- [課題 a]: 本文で吹き漆について「漆の赤や黒の重厚さはないものの」の後に挙げられている点を、すべて書き出す。

- [提供本文]:
──────

どれがいいのかわからないし、ちょっと漆器は抵抗あると言う方、初めて使うなら吹き漆の汁椀がおススメです。

吹き漆とは木地の木目を活かし漆を木地に薄く塗り、布でふき取る作業を繰り返す技法。

漆の赤や黒の重厚さはないものの、見た目は美しく傷も目立たないので使いやすさは保証付きです。

木地の木の種類によって色も異なるのでぜひ色々見て選んでくださいね。

漆器は専門店で購入がおススメ

漆器は木地がどういったつくりになっているのか、実際塗りのしあがりはどうかといったことを確認するためにも専門店での購入をおススメします。

実は化学塗料でも最近はあまり見分けることが難しい場合もあります。

実際専門店の方のお話を聞いて、手にとってじっくりみて選んでください。

漆器専門店は東京なら以下のとおり。

日本橋 黒江屋
日本橋に三百年以上店を構える老舗中の老舗。
日常使いの漆器からハレの日用の漆器までバリエーション豊かな品揃い。

──────

- [提供記録]:
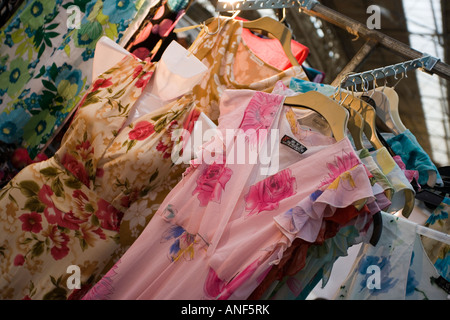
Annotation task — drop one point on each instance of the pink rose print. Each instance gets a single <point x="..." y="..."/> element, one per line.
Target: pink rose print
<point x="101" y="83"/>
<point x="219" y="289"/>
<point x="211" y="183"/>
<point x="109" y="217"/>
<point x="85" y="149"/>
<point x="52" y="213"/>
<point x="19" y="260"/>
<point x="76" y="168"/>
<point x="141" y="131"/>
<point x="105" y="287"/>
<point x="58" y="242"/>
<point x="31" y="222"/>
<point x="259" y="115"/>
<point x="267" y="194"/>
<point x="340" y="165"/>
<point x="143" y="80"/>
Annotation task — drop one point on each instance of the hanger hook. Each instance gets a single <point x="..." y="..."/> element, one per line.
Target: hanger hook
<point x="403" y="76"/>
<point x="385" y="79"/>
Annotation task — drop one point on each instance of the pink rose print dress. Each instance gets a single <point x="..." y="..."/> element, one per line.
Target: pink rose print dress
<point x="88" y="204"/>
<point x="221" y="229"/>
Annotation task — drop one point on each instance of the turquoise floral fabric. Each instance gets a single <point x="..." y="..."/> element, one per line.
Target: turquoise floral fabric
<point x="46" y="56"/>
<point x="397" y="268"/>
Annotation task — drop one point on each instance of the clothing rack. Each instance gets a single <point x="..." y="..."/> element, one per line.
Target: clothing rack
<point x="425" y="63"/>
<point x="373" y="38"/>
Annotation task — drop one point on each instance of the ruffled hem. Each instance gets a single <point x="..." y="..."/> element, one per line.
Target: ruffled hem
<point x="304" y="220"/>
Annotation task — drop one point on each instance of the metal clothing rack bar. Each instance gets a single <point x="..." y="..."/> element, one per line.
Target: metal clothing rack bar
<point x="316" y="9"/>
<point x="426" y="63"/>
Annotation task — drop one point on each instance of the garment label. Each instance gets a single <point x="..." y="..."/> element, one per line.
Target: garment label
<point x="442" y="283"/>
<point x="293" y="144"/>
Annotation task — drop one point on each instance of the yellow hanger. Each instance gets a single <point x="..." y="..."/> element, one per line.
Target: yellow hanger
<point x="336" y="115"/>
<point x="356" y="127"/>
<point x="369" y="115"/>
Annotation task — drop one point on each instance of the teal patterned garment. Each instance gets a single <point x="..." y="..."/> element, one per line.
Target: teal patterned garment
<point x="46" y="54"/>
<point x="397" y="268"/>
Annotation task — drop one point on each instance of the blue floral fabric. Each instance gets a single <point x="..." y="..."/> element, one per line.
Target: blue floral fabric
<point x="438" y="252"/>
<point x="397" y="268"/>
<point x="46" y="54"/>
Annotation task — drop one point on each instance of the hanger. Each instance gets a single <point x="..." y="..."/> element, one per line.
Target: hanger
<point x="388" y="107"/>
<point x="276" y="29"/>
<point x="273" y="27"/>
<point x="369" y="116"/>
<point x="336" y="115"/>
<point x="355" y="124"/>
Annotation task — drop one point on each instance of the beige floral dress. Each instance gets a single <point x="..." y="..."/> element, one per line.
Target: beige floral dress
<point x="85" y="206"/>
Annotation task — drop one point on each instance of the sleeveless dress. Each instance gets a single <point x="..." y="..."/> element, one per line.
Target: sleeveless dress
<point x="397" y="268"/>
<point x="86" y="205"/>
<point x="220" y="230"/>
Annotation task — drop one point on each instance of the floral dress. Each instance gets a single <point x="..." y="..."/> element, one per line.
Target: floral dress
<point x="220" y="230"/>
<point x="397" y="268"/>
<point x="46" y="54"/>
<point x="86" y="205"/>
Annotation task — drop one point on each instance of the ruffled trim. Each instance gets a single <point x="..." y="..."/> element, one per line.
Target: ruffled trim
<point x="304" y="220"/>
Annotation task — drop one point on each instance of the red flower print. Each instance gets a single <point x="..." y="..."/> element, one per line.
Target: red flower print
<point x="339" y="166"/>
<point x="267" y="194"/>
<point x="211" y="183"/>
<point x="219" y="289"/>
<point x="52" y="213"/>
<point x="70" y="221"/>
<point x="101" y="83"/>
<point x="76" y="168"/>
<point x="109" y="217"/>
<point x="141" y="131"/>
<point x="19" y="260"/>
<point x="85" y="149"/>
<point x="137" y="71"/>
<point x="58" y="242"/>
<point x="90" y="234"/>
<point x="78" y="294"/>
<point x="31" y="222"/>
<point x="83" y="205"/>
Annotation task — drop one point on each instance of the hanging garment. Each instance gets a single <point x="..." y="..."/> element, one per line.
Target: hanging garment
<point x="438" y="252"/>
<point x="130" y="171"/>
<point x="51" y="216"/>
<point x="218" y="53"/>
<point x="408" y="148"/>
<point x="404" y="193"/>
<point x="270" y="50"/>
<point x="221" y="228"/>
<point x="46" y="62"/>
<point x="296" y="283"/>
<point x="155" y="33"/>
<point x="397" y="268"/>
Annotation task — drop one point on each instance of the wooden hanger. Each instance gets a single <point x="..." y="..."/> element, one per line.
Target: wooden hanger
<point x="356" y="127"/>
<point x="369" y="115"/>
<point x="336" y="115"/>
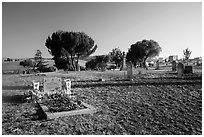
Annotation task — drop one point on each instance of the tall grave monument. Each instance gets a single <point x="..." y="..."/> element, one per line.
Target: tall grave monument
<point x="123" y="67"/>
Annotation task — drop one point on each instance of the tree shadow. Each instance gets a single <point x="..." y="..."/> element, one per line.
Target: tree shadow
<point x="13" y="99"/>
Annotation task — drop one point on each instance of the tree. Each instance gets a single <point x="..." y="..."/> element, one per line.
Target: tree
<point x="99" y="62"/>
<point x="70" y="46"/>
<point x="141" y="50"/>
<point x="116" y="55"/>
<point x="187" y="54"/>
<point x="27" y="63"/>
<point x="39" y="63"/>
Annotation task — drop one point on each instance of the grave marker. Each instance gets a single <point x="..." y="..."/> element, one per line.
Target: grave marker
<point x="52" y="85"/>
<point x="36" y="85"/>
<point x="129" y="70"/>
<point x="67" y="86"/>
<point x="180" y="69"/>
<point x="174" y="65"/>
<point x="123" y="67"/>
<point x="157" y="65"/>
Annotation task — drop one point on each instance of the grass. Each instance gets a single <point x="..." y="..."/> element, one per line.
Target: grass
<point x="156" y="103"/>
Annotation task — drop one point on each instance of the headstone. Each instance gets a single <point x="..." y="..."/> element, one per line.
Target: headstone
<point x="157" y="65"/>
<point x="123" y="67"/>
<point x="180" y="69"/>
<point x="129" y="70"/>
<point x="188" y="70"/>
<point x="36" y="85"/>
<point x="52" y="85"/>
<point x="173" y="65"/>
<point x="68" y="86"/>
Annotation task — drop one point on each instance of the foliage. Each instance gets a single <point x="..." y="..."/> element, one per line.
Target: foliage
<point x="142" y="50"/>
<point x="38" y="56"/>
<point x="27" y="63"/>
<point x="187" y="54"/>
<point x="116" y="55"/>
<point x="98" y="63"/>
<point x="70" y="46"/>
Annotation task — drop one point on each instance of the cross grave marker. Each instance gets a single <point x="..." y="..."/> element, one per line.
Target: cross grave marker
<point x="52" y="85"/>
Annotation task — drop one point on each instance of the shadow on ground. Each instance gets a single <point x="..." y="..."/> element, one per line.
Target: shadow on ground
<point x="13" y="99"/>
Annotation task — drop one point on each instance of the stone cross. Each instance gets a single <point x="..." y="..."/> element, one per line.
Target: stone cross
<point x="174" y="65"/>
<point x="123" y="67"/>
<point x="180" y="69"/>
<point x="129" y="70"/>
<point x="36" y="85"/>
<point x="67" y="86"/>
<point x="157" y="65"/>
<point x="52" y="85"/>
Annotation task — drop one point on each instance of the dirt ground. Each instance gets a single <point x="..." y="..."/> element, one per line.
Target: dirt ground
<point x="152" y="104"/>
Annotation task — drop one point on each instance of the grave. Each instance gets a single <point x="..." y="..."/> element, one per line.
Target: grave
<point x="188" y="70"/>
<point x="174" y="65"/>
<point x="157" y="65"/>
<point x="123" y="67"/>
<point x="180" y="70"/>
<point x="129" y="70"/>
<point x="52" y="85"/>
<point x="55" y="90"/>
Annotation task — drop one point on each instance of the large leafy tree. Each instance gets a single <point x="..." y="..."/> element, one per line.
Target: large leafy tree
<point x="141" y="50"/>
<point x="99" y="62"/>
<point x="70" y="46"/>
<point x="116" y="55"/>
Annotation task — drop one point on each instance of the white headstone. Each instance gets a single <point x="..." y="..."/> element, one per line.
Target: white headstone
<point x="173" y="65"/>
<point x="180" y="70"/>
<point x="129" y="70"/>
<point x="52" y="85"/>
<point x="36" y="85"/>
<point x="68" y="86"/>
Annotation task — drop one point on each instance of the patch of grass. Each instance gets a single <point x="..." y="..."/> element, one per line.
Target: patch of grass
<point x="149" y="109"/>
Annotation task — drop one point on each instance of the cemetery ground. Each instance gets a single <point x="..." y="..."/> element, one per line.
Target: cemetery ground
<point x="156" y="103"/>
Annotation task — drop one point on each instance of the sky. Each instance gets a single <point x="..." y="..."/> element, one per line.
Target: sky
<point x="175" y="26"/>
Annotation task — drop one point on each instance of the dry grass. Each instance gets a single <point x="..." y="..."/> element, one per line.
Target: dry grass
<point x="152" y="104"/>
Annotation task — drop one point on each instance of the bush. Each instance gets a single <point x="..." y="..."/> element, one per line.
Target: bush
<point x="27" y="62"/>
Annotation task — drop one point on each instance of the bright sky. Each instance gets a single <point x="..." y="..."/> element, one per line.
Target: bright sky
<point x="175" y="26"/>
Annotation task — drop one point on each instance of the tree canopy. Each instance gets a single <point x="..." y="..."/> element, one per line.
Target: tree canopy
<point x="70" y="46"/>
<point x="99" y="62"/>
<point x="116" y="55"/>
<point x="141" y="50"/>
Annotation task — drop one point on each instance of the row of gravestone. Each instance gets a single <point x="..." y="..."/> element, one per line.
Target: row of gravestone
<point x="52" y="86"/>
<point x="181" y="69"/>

──────

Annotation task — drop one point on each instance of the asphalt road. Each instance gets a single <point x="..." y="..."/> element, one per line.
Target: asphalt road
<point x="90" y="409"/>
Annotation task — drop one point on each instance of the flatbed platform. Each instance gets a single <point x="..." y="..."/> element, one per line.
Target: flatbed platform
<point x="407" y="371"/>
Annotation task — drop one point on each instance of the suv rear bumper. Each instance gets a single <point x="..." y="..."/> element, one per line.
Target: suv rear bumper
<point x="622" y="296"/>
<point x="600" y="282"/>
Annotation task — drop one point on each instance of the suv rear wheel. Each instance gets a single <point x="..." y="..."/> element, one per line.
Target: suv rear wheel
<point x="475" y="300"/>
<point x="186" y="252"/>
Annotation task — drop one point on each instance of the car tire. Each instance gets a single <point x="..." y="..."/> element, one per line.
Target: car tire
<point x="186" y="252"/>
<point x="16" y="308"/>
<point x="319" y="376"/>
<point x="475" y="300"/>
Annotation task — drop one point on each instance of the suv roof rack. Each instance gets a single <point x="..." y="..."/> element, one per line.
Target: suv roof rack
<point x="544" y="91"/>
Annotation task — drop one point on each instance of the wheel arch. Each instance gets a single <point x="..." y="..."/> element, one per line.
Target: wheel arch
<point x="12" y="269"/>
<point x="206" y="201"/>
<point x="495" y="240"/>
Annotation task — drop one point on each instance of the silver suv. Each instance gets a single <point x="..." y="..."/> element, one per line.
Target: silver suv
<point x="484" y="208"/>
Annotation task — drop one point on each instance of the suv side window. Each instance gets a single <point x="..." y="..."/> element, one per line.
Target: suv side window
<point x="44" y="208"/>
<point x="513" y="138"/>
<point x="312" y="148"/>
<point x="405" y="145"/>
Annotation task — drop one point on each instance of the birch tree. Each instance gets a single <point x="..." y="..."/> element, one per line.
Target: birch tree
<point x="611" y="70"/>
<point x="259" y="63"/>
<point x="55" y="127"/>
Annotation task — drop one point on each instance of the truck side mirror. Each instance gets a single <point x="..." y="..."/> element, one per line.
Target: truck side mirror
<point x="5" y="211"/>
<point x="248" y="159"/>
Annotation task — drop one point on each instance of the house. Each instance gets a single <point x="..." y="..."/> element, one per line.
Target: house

──────

- [課題 b]: 記録の中で文字列「clothing」を含む行を数え、その数だけを答える。大文字と小文字は区別する。

- [解答全文 a]:
- 見た目は美しい
- 傷も目立たない
- 使いやすさは保証付き

- [解答全文 b]: 4